Longtemps considérée comme un concept exotique par le monde universitaire, la guerre économique est train de devenir une réalité incontestable des relations internationales. Les penseurs qui stigmatisent les rapports de force entre puissances[1] ont dû s’incliner devant l’évolution très démonstrative des relations internationales. Aux actes de portée géopolitique (arme du gaz utilisée par la Russie pour renforcer son statut de puissance, remise en cause de la suprématie monétaire du dollar par l’Iran) se sont ajoutés des faits de nature géoéconomique (tensions diplomatiques sur la question des ressources entre la Chine et le Japon, politique protectionniste affichée par les Etats-Unis à l’encontre de la Chine dans le domaine de l’industrie solaire). Ces différents faits soulignent l’intérêt d’une grille de lecture des affrontements assimilés à la guerre économique.

Le début du XXIe siècle est marqué par une remise en cause de la vision positive du développement héritée des révolutions industrielles et de la pacification relative découlant de la mondialisation des échanges comme l’ont laissé entendre la plupart des économistes libéraux. Dans le même ordre d’idées, la Pax Americana officialisée par la disparition de l’URSS à l’origine du mythe de la fin de l’histoire[2] fait place à une multipolarisation des risques d’affrontement, en raison de la limitation progressive des ressources, des tensions croissantes sur la question de l’énergie, des crises structurelles du monde occidental provoquées par la désindustrialisation et de la volonté de conquête commerciale des nouveaux entrants. De facto, nous entamons une longue période de tensions en tout genre dont le suivi ne pourra pas se limiter à un discours lénifiant sur la recherche de croissance.

Etudier la guerre économique[3] implique de passer du non dit au dit, ce qui est un exercice difficile compte tenu de la volonté quasi universelle des belligérants de masquer la nature de leurs affrontements non militaires.

LES PRINCIPES FONDATEURS DE LA GUERRE ECONOMIQUE

L’Histoire de l’humanité est marquée depuis son origine par deux étapes essentielles : la priorité accordée à la survie et l’opposition entre sédentarisation et nomadisme. La situation de survie a été une situation prédominante pour la plus grande partie de la population mondiale jusqu’au début des révolutions industrielles. Elle a donné lieu à des recours, souvent systématiques, à la violence.

Relevés de coordonnées annotés
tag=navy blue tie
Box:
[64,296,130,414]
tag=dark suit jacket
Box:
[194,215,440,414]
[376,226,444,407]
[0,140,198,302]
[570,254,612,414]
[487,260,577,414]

CONSIGNES:
[a] D'après l'extrait du document, quelles sont les deux étapes essentielles qui marquent l'Histoire de l'humanité depuis son origine ?
[b] Recopiez fidèlement le passage de l'extrait du document qui s'ouvre sur les mots contenant « Le début du » et se referme sur « recherche de croissance. ».

RÉPONSES:
[a] La priorité accordée à la survie et l'opposition entre sédentarisation et nomadisme.

[b]
Le début du XXIe siècle est marqué par une remise en cause de la vision positive du développement héritée des révolutions industrielles et de la pacification relative découlant de la mondialisation des échanges comme l’ont laissé entendre la plupart des économistes libéraux. Dans le même ordre d’idées, la Pax Americana officialisée par la disparition de l’URSS à l’origine du mythe de la fin de l’histoire[2] fait place à une multipolarisation des risques d’affrontement, en raison de la limitation progressive des ressources, des tensions croissantes sur la question de l’énergie, des crises structurelles du monde occidental provoquées par la désindustrialisation et de la volonté de conquête commerciale des nouveaux entrants. De facto, nous entamons une longue période de tensions en tout genre dont le suivi ne pourra pas se limiter à un discours lénifiant sur la recherche de croissance.